» **Document excerpt**
══════
CBS describes Studio 57 as a “multiplatform production environment,” equipped with large-format video walls, flexible staging areas, integrated podcast booths and enhanced capabilities for short-form video and social clips. The renovation, which network spokespeople characterized as a multimillion-dollar investment, is also tied to a broader initiative called CBS Village: Giving Voice To Diverse Communities, an effort to use the physical campus to produce local and culturally oriented content.
The return is emblematic of an industry-wide recalibration. After years when many newsrooms embraced decentralized or remote production, broadcasters are reinvesting in iconic downtown studios as brand statements and experiential assets. For CBS, the move aims to do more than restore a skyline presence: it’s a business play to create new advertising inventory, attract sponsorships for live segments and monetize studio access for branded events and recordings.
══════
» **Data to process**
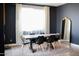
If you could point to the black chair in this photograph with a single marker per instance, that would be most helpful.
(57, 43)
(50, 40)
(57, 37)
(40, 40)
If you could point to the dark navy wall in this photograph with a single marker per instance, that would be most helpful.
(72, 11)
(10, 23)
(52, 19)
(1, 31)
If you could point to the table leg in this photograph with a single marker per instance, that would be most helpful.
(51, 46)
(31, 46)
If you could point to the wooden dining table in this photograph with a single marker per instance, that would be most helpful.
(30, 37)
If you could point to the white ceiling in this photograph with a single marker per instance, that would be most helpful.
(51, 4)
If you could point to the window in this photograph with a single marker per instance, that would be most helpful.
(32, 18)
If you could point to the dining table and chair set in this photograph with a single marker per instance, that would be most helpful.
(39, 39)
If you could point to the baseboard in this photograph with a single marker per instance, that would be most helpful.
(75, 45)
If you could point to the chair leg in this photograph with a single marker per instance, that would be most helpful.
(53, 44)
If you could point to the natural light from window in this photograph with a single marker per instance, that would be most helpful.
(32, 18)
══════
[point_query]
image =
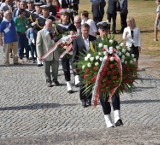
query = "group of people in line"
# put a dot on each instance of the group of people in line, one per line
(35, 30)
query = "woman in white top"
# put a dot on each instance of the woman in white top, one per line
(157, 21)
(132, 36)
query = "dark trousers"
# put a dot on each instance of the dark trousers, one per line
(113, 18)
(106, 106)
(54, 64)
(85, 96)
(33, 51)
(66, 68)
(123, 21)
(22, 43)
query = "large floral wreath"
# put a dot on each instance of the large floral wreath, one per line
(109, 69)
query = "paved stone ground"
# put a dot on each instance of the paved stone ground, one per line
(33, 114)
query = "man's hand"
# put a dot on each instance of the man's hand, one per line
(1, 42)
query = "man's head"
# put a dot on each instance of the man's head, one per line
══════
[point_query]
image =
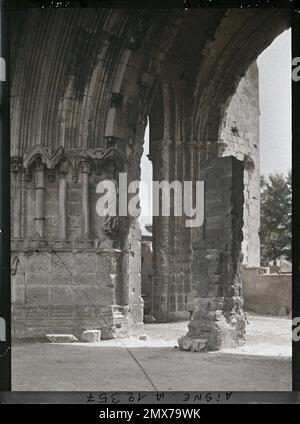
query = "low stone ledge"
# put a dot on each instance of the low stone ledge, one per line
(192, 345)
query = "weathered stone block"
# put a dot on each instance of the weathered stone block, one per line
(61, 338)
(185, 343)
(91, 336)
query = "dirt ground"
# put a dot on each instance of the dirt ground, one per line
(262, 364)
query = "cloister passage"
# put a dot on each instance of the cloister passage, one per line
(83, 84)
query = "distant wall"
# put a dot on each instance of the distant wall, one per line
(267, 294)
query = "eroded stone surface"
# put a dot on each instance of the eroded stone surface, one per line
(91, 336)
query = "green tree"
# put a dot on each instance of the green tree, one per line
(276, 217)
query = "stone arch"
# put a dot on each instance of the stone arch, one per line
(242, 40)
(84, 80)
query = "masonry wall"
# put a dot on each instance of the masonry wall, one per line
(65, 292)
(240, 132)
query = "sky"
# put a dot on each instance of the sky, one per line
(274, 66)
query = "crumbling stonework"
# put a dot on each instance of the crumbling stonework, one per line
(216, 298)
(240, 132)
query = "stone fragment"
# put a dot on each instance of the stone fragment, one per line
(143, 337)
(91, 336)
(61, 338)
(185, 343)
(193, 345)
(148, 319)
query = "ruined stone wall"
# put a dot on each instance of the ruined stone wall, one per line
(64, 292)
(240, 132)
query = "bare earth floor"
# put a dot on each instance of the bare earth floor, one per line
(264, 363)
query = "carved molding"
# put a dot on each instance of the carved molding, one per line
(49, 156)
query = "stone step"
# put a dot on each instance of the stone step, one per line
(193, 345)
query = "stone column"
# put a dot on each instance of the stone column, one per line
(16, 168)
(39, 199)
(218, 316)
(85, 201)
══════
» **What is asked**
• 1. Report each line of the records that contains the word "masonry".
• 2. Pick up the piece about CBS's return to Studio 57 where it stops, and keep writing it.

» **Replies**
• 1.
query = "masonry wall"
# put a dot on each instance of the masonry wall, one per line

• 2.
“Legacy networks are learning that premium physical spaces still matter,” said a media analyst familiar with the project. “Advertisers pay more for ‘live’ because it promises appointment viewing and social amplification. Studio 57 positions CBS to sell that value across broadcast and digital platforms.”
The transition also carries cultural and civic weight. The Broadcast Center, long associated with national television production, now houses programming explicitly oriented to local voices and underrepresented communities. CBS Village plans to host town-hall style forums, cultural performances and reporting partnerships with community outlets — an attempt to reassert the broadcaster’s role as a civic convenor at a time when trust in institutions is increasingly fraught.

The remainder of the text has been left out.